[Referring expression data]
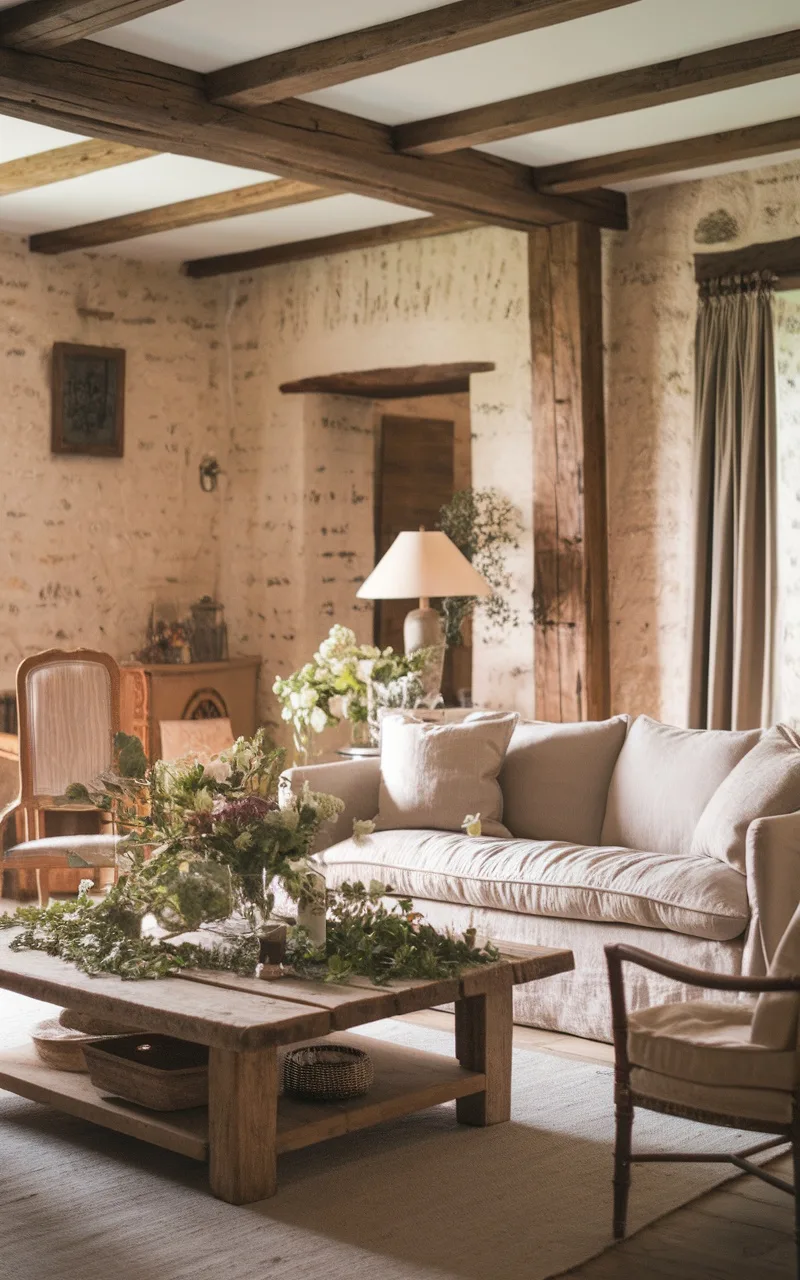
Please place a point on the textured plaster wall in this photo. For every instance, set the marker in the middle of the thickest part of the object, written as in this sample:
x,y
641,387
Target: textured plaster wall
x,y
649,334
453,298
86,544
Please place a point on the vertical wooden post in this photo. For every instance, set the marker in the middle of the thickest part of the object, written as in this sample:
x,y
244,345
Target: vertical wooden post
x,y
570,526
484,1027
242,1124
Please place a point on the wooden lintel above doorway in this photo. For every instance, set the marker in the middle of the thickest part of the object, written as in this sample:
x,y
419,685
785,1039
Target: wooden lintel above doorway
x,y
400,383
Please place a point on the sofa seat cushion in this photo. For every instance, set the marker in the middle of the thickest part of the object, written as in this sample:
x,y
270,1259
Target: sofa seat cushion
x,y
688,895
769,1106
707,1043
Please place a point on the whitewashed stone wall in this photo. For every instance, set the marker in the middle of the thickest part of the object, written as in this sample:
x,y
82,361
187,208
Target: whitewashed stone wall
x,y
650,304
86,544
787,355
456,298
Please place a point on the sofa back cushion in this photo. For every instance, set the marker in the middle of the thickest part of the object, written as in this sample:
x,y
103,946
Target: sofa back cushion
x,y
432,776
662,781
554,778
775,1020
764,784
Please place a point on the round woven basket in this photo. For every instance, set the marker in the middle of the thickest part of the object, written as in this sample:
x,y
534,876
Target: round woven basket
x,y
328,1073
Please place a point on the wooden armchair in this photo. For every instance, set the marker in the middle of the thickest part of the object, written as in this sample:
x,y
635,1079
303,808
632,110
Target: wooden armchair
x,y
721,1064
68,708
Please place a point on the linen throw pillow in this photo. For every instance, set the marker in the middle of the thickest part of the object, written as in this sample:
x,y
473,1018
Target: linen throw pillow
x,y
556,777
766,782
432,776
663,780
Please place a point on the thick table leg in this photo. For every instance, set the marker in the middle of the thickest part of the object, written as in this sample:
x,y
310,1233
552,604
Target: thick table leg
x,y
242,1121
484,1027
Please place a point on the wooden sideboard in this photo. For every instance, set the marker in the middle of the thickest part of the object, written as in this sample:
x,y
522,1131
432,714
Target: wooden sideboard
x,y
192,690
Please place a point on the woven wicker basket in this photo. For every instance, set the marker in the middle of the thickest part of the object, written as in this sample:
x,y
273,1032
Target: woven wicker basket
x,y
328,1073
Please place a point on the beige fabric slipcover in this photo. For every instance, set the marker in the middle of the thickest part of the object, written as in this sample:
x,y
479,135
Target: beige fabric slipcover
x,y
707,1043
771,1106
775,1022
554,778
663,780
689,895
766,782
435,775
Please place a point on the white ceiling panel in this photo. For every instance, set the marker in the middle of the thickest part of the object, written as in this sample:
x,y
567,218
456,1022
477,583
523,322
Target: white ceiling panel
x,y
205,35
712,170
635,35
257,231
757,104
23,138
124,190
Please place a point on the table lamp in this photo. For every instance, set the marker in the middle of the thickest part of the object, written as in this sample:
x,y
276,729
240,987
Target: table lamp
x,y
423,565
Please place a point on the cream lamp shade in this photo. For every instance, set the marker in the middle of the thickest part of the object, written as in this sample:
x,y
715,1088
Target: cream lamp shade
x,y
421,565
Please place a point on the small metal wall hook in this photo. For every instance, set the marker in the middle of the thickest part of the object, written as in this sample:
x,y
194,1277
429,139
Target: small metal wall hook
x,y
210,471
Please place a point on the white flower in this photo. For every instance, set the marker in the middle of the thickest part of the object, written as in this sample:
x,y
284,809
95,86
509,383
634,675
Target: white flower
x,y
471,824
362,827
318,720
204,800
216,769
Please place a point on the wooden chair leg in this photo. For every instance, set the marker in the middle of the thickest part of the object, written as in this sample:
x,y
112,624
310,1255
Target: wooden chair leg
x,y
795,1152
622,1159
42,886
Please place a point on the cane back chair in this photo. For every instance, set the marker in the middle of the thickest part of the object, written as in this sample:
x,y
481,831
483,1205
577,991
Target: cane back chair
x,y
68,713
730,1064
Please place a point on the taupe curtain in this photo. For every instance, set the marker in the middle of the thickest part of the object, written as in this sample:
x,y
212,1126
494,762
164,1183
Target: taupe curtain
x,y
734,586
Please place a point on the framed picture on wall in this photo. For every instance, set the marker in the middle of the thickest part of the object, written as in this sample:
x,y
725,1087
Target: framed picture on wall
x,y
88,400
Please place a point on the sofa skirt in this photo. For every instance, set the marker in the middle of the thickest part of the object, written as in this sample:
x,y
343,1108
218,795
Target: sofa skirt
x,y
577,1002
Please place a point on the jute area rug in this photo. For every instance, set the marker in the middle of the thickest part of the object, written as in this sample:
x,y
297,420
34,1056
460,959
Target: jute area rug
x,y
421,1198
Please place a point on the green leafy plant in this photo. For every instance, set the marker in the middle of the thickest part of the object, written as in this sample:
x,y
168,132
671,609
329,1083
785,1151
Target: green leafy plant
x,y
485,526
368,938
201,842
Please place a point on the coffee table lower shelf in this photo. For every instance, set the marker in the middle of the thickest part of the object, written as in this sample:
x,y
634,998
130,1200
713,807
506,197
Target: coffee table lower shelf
x,y
406,1080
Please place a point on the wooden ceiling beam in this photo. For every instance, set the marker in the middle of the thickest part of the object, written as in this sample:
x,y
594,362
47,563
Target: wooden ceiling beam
x,y
711,72
400,383
419,228
88,87
391,44
757,140
46,23
257,199
63,163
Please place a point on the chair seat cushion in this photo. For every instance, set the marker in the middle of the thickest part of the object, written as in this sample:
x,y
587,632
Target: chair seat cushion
x,y
76,850
688,895
707,1043
768,1106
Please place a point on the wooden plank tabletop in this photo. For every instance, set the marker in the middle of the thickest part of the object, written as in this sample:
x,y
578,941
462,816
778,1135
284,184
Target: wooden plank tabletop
x,y
231,1011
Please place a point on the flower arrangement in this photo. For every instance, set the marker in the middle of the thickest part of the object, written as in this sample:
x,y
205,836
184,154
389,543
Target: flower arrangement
x,y
336,684
202,842
206,845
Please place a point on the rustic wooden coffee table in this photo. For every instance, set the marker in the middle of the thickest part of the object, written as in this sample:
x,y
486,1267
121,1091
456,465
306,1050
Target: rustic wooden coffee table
x,y
246,1022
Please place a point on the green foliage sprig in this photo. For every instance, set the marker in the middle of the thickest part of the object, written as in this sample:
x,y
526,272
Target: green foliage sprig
x,y
485,526
370,940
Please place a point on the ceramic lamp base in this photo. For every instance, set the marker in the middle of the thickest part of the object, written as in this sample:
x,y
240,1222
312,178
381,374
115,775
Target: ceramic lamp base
x,y
423,630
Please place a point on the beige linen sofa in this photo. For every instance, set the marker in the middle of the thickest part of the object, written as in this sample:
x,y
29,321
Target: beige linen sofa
x,y
681,842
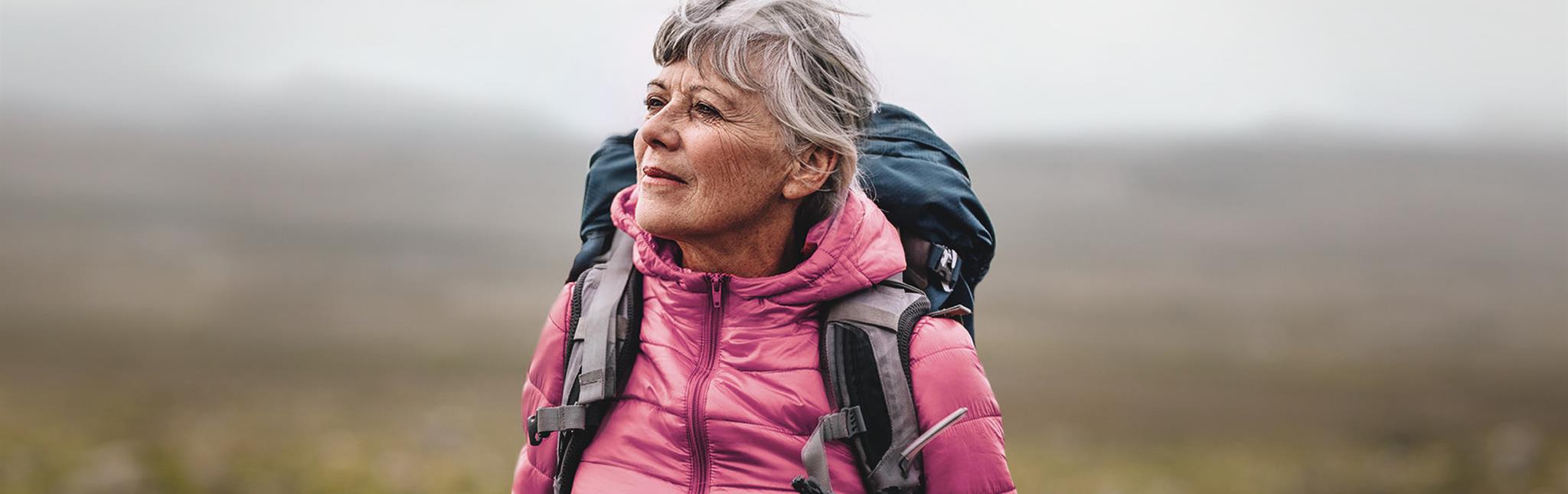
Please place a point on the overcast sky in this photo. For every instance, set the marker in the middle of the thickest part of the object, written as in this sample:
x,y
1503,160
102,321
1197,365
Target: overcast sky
x,y
975,70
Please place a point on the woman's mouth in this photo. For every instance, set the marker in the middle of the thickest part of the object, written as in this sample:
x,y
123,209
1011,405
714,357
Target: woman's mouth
x,y
659,176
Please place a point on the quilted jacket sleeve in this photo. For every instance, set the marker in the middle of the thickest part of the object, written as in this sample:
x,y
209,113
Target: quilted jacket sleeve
x,y
543,388
968,456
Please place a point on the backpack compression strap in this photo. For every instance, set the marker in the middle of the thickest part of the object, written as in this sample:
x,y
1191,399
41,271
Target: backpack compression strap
x,y
866,368
606,319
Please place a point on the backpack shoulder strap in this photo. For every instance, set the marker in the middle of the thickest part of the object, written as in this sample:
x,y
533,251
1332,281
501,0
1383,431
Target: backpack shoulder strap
x,y
604,328
864,347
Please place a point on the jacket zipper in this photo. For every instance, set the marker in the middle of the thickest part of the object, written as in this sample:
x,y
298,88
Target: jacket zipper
x,y
698,392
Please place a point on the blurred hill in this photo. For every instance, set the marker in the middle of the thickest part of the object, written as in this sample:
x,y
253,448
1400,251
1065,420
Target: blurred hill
x,y
325,253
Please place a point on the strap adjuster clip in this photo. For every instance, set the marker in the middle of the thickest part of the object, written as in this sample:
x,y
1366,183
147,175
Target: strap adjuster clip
x,y
534,432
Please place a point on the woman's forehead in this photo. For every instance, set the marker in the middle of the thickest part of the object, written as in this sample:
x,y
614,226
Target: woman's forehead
x,y
682,77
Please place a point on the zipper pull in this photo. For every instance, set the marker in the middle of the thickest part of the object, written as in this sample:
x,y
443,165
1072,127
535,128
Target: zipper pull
x,y
717,283
906,456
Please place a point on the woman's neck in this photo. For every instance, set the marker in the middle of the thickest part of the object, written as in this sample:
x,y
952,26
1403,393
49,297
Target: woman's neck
x,y
760,248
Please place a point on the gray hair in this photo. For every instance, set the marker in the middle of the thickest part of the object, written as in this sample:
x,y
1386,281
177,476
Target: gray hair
x,y
814,80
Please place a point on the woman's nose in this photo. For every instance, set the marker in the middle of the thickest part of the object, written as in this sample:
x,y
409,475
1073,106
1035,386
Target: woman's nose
x,y
659,130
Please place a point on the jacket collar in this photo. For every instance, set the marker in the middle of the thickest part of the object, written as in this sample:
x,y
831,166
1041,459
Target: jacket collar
x,y
857,248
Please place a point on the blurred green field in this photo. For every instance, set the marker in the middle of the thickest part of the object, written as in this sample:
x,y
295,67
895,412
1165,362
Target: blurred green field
x,y
223,311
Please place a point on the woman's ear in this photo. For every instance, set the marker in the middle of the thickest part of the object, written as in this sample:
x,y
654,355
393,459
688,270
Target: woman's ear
x,y
811,173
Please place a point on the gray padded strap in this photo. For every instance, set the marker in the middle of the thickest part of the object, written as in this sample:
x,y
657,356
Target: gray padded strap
x,y
560,417
833,427
878,306
596,325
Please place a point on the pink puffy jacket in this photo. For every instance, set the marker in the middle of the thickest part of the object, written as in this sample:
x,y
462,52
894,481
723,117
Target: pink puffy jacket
x,y
727,388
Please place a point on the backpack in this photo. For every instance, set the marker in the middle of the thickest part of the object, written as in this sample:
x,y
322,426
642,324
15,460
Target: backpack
x,y
918,181
864,339
864,361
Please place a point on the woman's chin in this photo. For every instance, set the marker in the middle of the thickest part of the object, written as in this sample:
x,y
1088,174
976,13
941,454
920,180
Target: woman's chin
x,y
658,220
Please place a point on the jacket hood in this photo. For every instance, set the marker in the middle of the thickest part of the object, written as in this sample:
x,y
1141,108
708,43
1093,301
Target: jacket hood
x,y
857,248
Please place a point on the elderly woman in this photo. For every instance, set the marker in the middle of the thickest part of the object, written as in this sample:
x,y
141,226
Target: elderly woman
x,y
745,224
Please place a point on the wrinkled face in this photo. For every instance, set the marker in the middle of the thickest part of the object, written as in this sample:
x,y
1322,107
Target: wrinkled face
x,y
709,157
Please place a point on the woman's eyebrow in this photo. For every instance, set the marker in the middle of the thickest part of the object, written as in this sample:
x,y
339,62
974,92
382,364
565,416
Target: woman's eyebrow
x,y
694,88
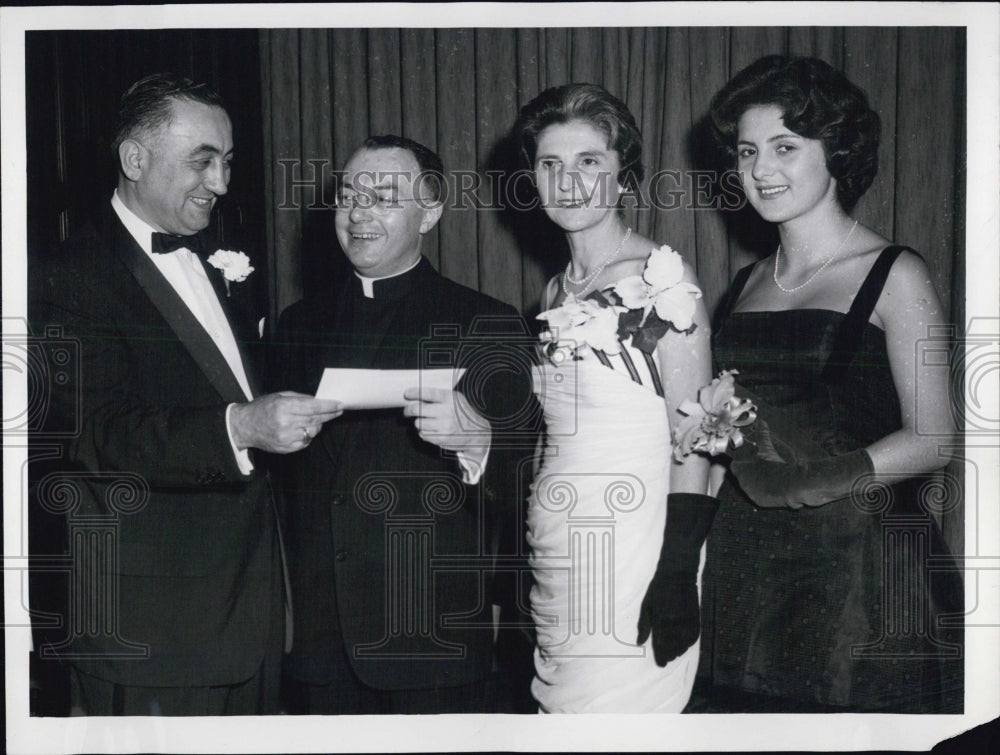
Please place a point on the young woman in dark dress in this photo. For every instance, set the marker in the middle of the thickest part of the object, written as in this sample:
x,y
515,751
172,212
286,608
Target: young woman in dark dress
x,y
817,599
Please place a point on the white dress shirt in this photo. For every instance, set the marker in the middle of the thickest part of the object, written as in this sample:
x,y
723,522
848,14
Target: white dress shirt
x,y
186,275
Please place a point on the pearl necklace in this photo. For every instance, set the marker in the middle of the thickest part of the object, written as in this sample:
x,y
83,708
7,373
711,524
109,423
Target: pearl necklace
x,y
585,282
819,270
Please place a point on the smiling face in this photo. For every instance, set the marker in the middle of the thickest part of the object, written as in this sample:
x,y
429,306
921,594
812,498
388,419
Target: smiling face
x,y
784,174
383,239
173,177
576,174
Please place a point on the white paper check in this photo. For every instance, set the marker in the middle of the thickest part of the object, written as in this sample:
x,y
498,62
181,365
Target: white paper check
x,y
381,389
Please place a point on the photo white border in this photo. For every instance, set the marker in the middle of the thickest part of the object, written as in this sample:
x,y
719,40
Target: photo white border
x,y
500,732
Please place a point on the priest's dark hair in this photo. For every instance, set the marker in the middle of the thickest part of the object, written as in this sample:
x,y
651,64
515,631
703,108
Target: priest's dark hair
x,y
431,168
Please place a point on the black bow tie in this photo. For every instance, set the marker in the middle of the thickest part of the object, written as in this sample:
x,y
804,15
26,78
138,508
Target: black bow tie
x,y
164,243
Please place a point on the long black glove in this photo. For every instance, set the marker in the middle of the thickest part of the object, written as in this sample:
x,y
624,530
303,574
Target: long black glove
x,y
777,476
670,609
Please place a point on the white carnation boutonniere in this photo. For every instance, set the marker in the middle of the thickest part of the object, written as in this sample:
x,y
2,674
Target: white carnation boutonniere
x,y
657,300
576,323
715,421
235,266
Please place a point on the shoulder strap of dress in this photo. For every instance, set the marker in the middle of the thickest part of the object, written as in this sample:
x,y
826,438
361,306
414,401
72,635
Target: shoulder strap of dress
x,y
848,335
733,296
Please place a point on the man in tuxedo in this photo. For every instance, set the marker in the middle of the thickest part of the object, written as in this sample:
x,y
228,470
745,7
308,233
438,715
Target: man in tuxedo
x,y
393,523
176,603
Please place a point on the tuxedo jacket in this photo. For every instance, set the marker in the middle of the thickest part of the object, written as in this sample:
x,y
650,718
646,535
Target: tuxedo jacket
x,y
175,569
389,551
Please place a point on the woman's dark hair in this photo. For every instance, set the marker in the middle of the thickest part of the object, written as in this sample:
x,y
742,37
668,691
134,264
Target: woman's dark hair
x,y
595,105
817,102
148,104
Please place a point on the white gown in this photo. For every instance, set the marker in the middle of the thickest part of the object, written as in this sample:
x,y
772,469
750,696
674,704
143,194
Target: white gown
x,y
595,526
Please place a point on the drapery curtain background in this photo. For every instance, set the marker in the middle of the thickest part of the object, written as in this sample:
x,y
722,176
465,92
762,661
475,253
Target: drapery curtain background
x,y
320,92
459,91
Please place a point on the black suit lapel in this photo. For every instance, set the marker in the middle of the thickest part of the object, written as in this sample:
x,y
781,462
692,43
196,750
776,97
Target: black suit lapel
x,y
185,325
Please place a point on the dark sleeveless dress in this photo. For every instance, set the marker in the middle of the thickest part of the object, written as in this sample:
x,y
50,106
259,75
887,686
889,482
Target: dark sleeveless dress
x,y
833,607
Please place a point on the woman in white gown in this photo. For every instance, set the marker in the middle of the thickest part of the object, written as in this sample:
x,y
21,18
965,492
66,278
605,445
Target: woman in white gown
x,y
615,524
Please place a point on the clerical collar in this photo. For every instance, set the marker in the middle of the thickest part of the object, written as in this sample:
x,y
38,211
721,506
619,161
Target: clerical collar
x,y
390,286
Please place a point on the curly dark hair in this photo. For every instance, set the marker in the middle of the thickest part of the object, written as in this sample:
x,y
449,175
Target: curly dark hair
x,y
148,104
597,106
817,102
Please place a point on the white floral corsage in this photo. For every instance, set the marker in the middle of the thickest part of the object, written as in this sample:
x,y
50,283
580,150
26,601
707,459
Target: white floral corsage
x,y
657,300
235,266
577,323
710,425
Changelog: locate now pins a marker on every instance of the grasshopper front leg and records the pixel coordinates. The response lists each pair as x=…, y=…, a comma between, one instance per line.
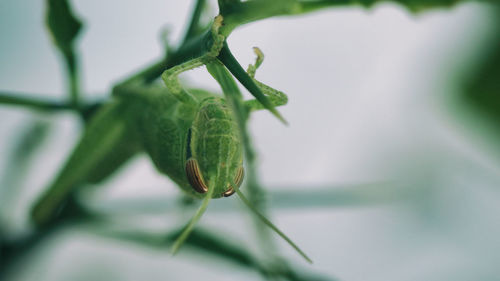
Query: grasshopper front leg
x=276, y=97
x=171, y=75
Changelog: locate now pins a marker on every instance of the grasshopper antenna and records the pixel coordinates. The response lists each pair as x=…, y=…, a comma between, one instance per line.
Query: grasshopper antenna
x=270, y=224
x=189, y=227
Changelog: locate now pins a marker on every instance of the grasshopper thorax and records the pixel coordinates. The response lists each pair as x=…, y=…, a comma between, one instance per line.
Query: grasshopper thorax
x=214, y=150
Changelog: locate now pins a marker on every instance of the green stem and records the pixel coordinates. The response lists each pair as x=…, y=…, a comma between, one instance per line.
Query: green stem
x=73, y=78
x=32, y=102
x=194, y=24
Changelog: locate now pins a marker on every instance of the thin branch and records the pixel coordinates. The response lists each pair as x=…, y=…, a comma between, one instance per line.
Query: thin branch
x=43, y=104
x=194, y=25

▶ _Problem to solve_:
Please write out exactly the lines starting at the one that contains "Target: curly dark hair" and ending with the final line of the entries, both ends included. Do not write out any pictures.

▶ _Final answer_:
Target: curly dark hair
x,y
148,104
597,106
817,102
Please place a point on the white floral corsage in this photo. For every instance, set the marker in the middle of the thickest part of the object, written as in this sample:
x,y
50,283
580,150
26,601
707,459
Target: white floral corsage
x,y
657,300
235,266
577,323
710,425
Changelog: locate now pins a marker on every instance of the grasshopper front leg and records the pixel coordinates. The response lists each pair as x=…, y=…, a comma between, one instance per line.
Query: grasshopper front leg
x=276, y=97
x=171, y=75
Changelog: locate now pins a marker on every instance of the grasshopper antenna and records the pixel coordinates. The response lists each pair as x=…, y=…, a comma between, one instance per line.
Query: grasshopper antenna
x=270, y=224
x=189, y=227
Changelog: locate now pins a marker on every instance of the grasshopper thorax and records the pixel coordinates. The response lists each pair as x=…, y=…, a comma between, one instance per line.
Query: grasshopper thorax
x=214, y=150
Changelog: locate now pins a marker on every instance of the green stem and records the pixel coordinates. The response lists each pair as x=…, y=…, a comma between, one instance per line.
Query: green stem
x=73, y=78
x=32, y=102
x=194, y=24
Changelog: locate now pins a marker on every instance of the thin branch and records the pixel coordinates. The response lists each pair as x=…, y=…, a comma between, one instance per line.
Query: thin branch
x=43, y=104
x=194, y=25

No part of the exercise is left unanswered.